**Task directions:** In the data below, find the line containing "Target: low wall", then set down that line and every later line up to and including the line containing "Check that each instance of the white rectangular", exactly.

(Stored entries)

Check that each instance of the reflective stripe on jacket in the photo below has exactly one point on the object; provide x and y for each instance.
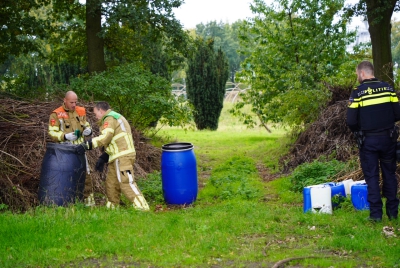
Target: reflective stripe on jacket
(373, 106)
(62, 122)
(115, 136)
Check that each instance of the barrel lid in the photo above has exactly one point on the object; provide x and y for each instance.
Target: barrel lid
(177, 146)
(61, 146)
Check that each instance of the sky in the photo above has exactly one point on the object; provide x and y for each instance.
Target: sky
(194, 12)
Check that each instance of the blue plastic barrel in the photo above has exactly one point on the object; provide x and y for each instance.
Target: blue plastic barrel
(307, 199)
(179, 173)
(359, 196)
(63, 174)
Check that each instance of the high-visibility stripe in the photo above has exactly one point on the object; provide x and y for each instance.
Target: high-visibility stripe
(117, 170)
(374, 101)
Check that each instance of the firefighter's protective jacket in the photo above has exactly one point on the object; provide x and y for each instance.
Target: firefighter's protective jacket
(63, 121)
(115, 136)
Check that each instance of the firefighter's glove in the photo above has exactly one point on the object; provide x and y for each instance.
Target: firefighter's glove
(87, 131)
(103, 159)
(84, 146)
(71, 136)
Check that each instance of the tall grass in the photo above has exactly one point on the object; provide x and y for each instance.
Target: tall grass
(238, 220)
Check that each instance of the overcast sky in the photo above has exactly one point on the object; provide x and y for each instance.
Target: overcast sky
(194, 12)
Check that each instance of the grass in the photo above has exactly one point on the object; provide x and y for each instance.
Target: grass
(238, 220)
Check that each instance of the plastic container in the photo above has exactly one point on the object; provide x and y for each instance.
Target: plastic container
(179, 173)
(307, 199)
(359, 196)
(347, 185)
(317, 199)
(63, 174)
(338, 192)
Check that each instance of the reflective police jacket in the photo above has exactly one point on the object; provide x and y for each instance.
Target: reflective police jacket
(115, 136)
(63, 121)
(373, 106)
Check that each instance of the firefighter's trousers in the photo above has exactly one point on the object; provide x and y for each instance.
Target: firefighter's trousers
(120, 178)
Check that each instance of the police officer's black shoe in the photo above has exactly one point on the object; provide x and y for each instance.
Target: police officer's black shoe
(371, 219)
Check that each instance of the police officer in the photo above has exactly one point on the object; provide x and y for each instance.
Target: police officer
(373, 109)
(63, 123)
(116, 138)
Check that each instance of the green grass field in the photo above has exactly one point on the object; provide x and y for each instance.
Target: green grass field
(238, 220)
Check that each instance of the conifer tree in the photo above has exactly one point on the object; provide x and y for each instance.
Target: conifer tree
(206, 77)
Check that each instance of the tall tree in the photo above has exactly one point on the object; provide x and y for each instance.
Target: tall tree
(206, 77)
(95, 43)
(19, 27)
(293, 46)
(379, 14)
(225, 37)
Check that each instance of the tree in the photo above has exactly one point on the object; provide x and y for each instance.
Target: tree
(379, 14)
(293, 47)
(20, 27)
(225, 36)
(206, 77)
(139, 95)
(396, 42)
(141, 16)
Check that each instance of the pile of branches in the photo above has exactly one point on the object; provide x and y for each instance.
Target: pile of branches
(327, 136)
(23, 128)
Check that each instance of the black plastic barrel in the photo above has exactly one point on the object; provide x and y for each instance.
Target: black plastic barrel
(179, 173)
(63, 174)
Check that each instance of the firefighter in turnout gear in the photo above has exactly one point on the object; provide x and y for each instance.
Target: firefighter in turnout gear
(372, 111)
(68, 124)
(116, 138)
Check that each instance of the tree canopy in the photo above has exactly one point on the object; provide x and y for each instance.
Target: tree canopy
(293, 47)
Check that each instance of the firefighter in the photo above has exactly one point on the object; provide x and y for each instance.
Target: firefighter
(68, 124)
(119, 151)
(372, 111)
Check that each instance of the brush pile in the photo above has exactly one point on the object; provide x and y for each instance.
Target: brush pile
(328, 136)
(23, 138)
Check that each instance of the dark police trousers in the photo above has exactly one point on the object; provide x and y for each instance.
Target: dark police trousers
(380, 151)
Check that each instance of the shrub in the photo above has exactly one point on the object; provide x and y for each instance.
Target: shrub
(314, 173)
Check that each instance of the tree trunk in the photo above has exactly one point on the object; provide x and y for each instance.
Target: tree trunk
(95, 44)
(379, 16)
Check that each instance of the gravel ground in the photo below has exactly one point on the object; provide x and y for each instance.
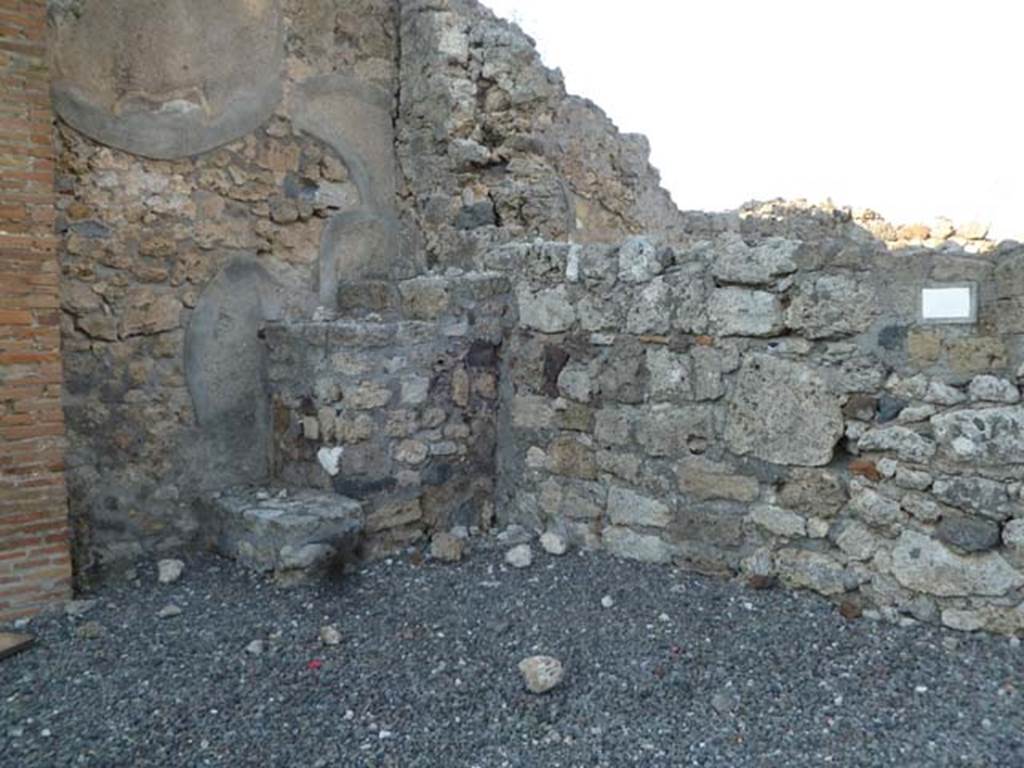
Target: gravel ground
(681, 671)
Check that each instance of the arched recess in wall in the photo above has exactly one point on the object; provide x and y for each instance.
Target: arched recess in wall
(166, 79)
(225, 372)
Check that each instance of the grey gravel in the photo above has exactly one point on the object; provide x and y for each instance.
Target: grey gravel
(427, 675)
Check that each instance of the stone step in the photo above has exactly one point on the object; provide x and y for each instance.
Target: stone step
(285, 531)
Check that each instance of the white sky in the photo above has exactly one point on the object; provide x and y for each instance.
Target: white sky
(912, 108)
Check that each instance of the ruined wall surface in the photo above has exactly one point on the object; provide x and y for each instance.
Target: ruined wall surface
(214, 244)
(768, 402)
(403, 136)
(397, 408)
(35, 566)
(325, 302)
(493, 148)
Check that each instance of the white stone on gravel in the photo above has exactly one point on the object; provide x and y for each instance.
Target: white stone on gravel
(542, 673)
(256, 647)
(330, 460)
(168, 571)
(519, 557)
(330, 636)
(78, 608)
(553, 544)
(514, 535)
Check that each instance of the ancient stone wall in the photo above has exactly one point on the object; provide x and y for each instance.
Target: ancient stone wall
(493, 148)
(35, 567)
(396, 409)
(171, 265)
(769, 402)
(197, 205)
(315, 284)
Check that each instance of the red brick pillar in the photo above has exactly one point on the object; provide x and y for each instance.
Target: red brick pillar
(35, 562)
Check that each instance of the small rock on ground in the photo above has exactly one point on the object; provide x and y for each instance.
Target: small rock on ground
(553, 544)
(330, 635)
(542, 673)
(168, 571)
(519, 557)
(169, 611)
(446, 548)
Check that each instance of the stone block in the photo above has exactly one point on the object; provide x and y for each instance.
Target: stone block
(988, 436)
(629, 508)
(924, 564)
(627, 543)
(737, 311)
(781, 412)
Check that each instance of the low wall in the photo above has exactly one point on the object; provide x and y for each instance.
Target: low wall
(767, 401)
(396, 409)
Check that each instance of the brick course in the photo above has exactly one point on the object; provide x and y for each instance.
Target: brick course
(35, 561)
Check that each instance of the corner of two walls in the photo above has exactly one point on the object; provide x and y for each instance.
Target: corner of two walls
(768, 402)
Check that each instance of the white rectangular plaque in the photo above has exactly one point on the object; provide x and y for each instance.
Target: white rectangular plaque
(950, 303)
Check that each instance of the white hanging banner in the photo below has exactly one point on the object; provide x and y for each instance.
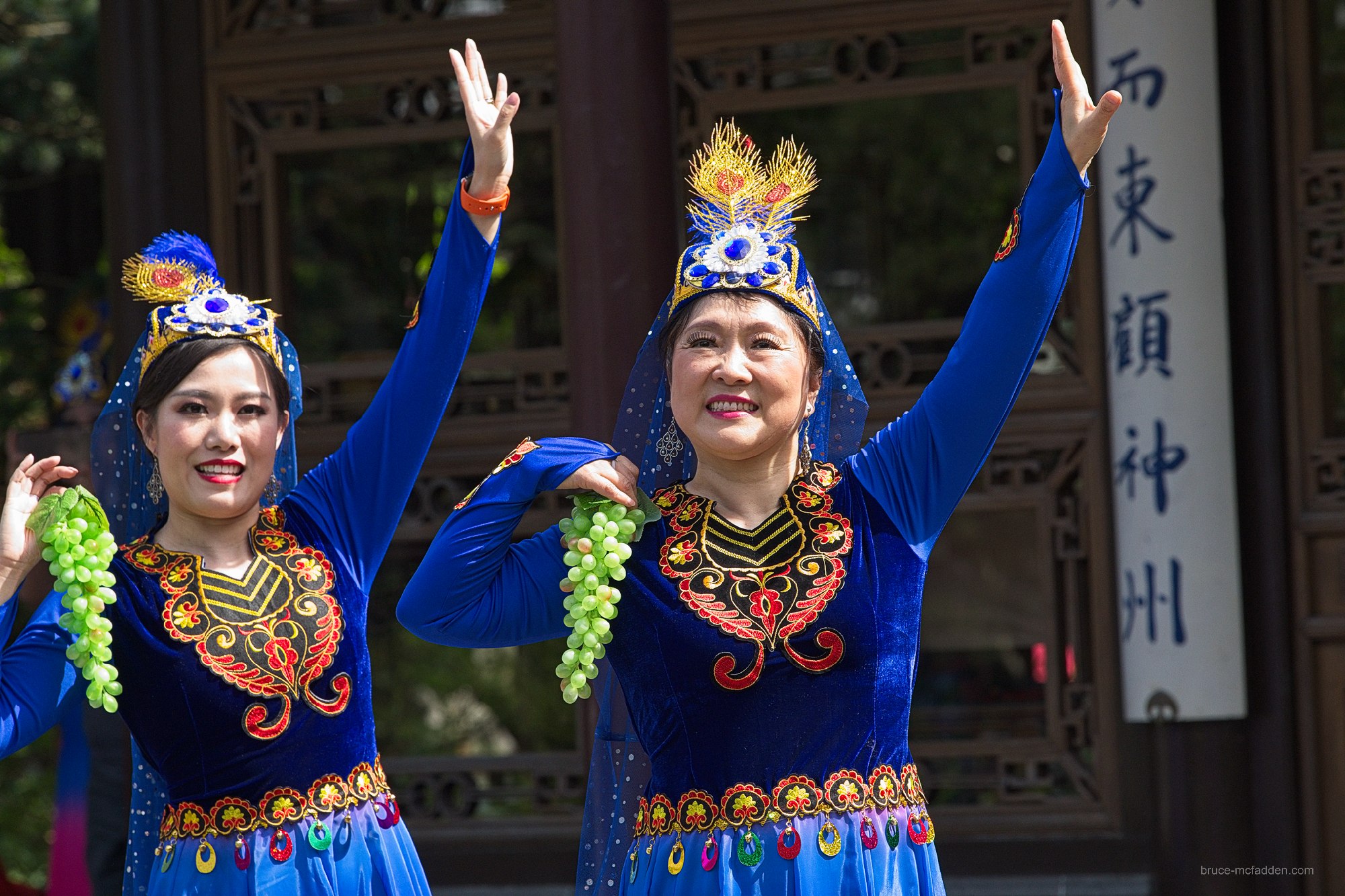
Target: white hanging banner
(1160, 184)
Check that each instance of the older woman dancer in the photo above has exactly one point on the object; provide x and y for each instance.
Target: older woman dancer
(239, 627)
(769, 633)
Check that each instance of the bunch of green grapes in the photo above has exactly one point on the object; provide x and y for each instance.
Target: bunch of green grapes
(80, 549)
(598, 540)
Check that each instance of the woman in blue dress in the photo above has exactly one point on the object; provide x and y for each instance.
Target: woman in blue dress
(239, 628)
(767, 638)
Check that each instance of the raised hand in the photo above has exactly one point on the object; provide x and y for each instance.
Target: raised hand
(615, 479)
(21, 548)
(1082, 123)
(489, 115)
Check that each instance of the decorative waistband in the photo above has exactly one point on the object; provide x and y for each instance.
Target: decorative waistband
(232, 815)
(793, 797)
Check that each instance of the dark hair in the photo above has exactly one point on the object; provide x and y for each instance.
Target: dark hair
(809, 335)
(181, 358)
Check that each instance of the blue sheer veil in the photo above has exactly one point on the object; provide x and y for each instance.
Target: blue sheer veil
(122, 469)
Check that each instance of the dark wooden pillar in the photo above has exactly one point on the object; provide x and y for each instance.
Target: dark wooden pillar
(1231, 787)
(153, 80)
(618, 214)
(1258, 432)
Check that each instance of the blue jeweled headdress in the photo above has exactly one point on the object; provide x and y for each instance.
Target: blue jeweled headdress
(180, 272)
(742, 214)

**Answer for this exercise:**
Target: low wall
(767, 401)
(396, 409)
Check that each instance of the brick course in the photo above has exactly one point on the object; provide x and y for each instance.
Target: brick course
(35, 561)
Check that each instance of the corner of two walls in the photo above has exactly one point on the object; provide x and y for each instance.
Target: corner of two walls
(768, 402)
Check that each instance of the white rectangular plaque in the photo above has exactly one point on the object; provide x and y for each instance.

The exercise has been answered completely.